§ **Exercise**
Lay out the entries from the line with "Put a dot on each instance of the arm" up to and including the line with "column 113, row 776" as a two-column CSV with the headers text and answer, one row per entry. Put each value in a single quoted field, with line breaks replaced by spaces.

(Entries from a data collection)
# # # # #

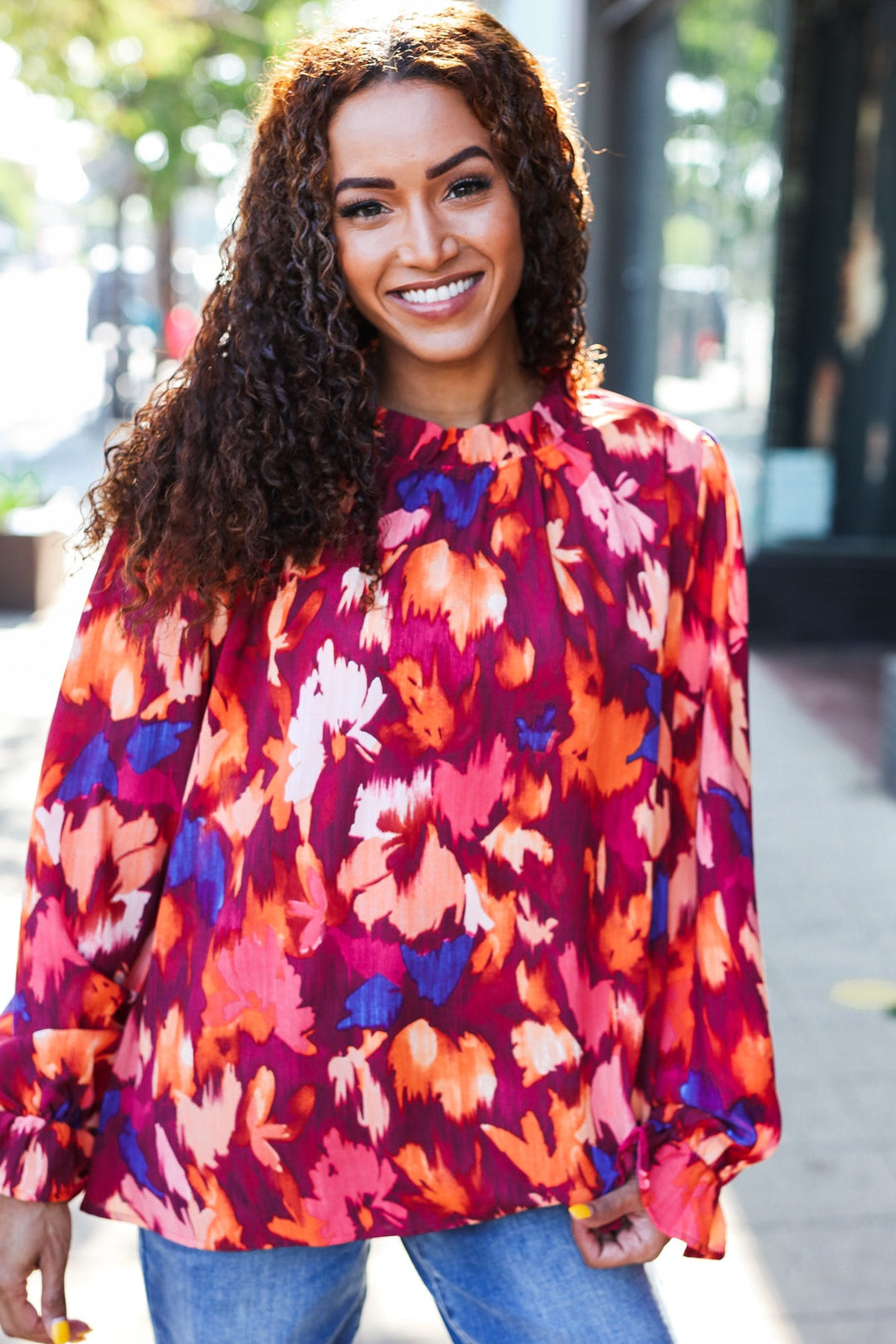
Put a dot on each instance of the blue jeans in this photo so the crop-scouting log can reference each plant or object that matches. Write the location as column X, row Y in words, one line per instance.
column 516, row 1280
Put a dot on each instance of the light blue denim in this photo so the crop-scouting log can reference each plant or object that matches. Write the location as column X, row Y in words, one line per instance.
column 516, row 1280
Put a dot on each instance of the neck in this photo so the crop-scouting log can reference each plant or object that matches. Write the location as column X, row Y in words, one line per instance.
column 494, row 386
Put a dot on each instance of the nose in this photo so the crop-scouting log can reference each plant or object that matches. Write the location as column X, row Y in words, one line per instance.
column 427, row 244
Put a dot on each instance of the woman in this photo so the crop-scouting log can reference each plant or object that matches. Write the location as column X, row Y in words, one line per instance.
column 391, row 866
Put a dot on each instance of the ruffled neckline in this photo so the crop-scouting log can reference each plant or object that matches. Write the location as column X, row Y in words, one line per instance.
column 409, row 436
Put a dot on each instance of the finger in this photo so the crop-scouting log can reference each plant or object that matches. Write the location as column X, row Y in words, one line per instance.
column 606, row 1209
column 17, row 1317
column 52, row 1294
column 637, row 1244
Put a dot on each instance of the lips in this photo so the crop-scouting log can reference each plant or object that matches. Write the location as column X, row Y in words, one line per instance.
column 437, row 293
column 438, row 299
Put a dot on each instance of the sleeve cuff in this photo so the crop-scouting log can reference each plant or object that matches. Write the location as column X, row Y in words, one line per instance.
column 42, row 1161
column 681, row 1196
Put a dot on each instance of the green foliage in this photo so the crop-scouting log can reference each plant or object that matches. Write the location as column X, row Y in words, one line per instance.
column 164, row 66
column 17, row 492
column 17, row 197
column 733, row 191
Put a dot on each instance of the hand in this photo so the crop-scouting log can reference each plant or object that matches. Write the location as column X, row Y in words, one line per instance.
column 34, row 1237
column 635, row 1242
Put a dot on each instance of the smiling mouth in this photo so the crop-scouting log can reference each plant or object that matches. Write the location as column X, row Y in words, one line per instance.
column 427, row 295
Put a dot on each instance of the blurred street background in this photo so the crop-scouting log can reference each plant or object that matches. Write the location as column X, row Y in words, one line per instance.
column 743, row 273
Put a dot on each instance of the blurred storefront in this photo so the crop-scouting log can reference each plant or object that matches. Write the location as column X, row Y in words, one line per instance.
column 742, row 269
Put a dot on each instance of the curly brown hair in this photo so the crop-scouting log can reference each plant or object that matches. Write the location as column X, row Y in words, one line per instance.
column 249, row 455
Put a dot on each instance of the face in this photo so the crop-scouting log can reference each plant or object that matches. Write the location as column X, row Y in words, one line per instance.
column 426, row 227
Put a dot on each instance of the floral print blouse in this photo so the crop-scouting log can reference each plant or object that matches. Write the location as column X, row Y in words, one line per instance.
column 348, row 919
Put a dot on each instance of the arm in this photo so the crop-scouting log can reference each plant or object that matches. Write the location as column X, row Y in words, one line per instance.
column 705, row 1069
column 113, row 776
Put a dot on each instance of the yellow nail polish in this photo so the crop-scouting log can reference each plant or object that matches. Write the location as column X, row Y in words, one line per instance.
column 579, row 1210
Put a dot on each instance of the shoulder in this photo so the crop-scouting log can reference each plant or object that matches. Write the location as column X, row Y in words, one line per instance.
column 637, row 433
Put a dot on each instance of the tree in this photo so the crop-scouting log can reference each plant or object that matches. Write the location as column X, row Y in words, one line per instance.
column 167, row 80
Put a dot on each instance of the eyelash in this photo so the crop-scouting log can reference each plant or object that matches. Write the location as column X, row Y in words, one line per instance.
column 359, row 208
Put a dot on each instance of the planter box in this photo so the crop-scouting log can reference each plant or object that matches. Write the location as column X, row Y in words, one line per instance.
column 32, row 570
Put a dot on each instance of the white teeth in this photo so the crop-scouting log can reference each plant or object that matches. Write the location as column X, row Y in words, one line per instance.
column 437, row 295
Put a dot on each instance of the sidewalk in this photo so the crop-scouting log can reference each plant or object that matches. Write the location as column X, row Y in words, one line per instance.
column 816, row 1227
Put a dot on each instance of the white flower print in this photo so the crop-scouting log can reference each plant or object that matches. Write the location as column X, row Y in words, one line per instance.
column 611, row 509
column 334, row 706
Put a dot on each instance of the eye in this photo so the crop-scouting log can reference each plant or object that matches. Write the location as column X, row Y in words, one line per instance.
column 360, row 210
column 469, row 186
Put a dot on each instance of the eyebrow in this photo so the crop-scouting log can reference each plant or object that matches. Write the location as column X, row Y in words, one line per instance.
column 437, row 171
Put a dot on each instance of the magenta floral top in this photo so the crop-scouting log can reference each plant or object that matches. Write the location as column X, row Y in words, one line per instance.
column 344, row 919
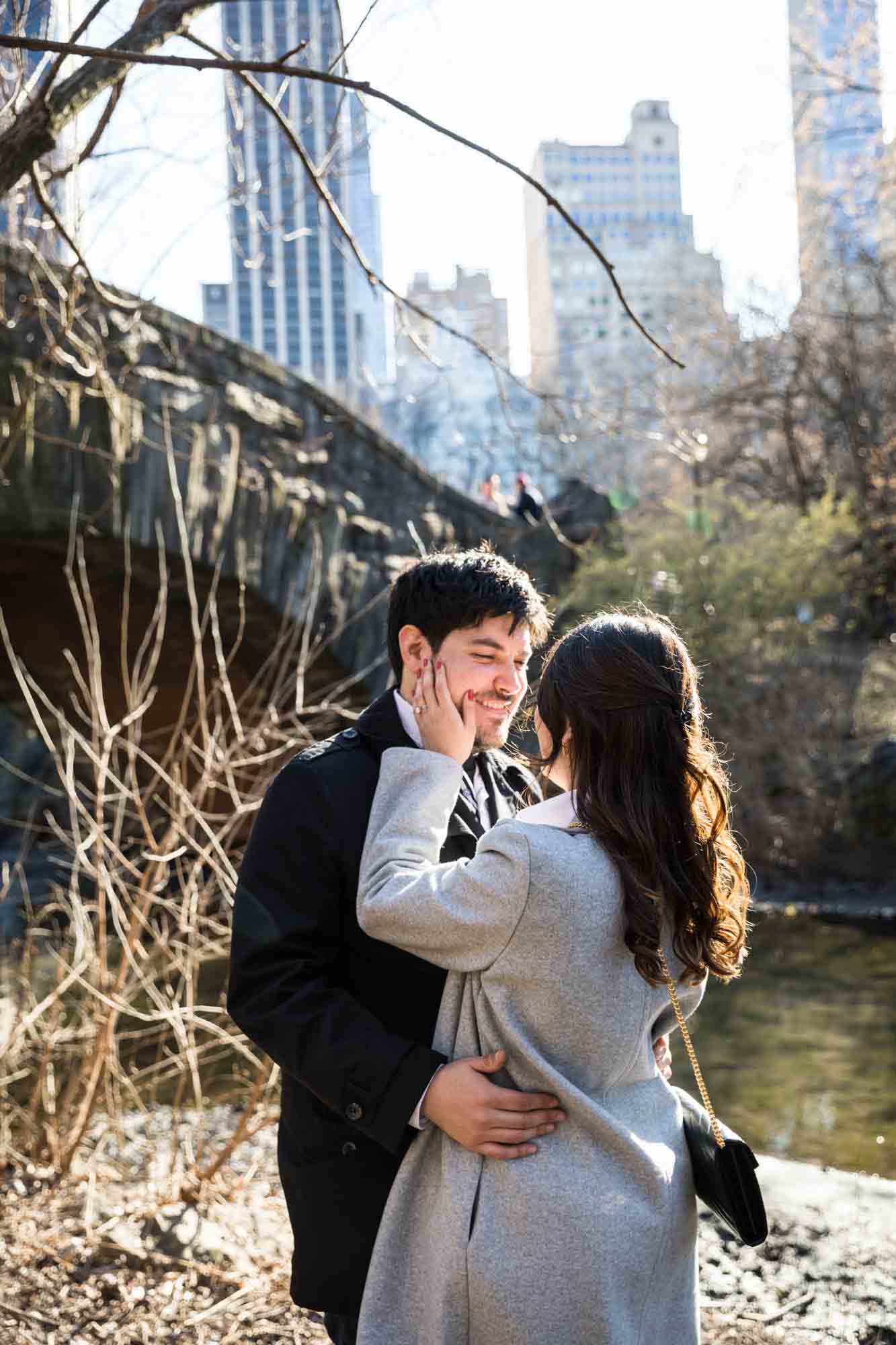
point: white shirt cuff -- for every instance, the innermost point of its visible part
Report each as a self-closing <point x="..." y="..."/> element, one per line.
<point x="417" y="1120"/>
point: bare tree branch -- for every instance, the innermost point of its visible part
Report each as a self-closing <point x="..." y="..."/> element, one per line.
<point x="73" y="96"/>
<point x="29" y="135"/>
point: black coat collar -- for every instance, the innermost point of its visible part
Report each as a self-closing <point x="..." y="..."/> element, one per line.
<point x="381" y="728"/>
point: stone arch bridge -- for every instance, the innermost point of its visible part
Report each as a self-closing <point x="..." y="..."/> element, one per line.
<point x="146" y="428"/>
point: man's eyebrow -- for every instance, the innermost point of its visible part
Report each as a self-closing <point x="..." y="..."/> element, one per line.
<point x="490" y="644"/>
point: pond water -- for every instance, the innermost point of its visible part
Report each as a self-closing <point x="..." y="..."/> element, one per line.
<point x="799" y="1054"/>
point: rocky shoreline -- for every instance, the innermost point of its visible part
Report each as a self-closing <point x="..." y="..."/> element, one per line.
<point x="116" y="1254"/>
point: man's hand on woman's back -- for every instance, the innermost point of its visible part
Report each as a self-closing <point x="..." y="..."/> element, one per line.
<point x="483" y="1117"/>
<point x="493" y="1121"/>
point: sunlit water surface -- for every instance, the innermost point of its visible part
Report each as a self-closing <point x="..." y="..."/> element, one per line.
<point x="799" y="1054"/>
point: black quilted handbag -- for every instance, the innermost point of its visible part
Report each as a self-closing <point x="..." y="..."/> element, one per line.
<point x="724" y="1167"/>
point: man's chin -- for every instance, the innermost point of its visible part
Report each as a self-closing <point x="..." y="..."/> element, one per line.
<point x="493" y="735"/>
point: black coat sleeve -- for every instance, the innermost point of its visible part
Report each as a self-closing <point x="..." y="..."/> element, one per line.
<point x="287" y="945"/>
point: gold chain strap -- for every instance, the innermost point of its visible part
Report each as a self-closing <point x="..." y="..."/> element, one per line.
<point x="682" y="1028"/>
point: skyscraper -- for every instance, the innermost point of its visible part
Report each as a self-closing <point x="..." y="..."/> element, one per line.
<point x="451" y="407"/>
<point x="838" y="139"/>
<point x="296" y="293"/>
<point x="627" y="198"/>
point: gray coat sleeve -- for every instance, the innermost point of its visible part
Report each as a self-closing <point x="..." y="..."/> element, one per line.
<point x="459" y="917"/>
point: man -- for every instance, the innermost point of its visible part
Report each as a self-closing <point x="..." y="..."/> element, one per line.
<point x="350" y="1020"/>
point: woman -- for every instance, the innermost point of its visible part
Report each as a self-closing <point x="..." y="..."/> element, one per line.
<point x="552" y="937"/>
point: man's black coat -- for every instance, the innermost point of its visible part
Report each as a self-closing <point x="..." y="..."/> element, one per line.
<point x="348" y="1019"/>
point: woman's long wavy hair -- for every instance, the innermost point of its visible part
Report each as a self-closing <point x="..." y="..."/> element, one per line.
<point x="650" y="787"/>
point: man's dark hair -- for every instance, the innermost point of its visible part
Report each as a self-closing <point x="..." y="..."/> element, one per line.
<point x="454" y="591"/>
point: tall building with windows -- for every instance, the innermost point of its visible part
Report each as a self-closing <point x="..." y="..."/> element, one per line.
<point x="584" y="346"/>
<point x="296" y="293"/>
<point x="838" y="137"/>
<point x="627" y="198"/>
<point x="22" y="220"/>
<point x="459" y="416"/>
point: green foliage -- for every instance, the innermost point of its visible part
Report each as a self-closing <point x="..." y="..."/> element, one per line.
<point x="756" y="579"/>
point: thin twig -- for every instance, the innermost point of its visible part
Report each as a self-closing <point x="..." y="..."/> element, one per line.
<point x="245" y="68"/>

# # # # #

§ **The completed task**
text,answer
"Put a dot on each instance of the arm in this photo so the crop-scouting log can reference each plant or object that matches. Write the location as column X, row Y in words, one line per instance.","column 705, row 1069 column 113, row 776"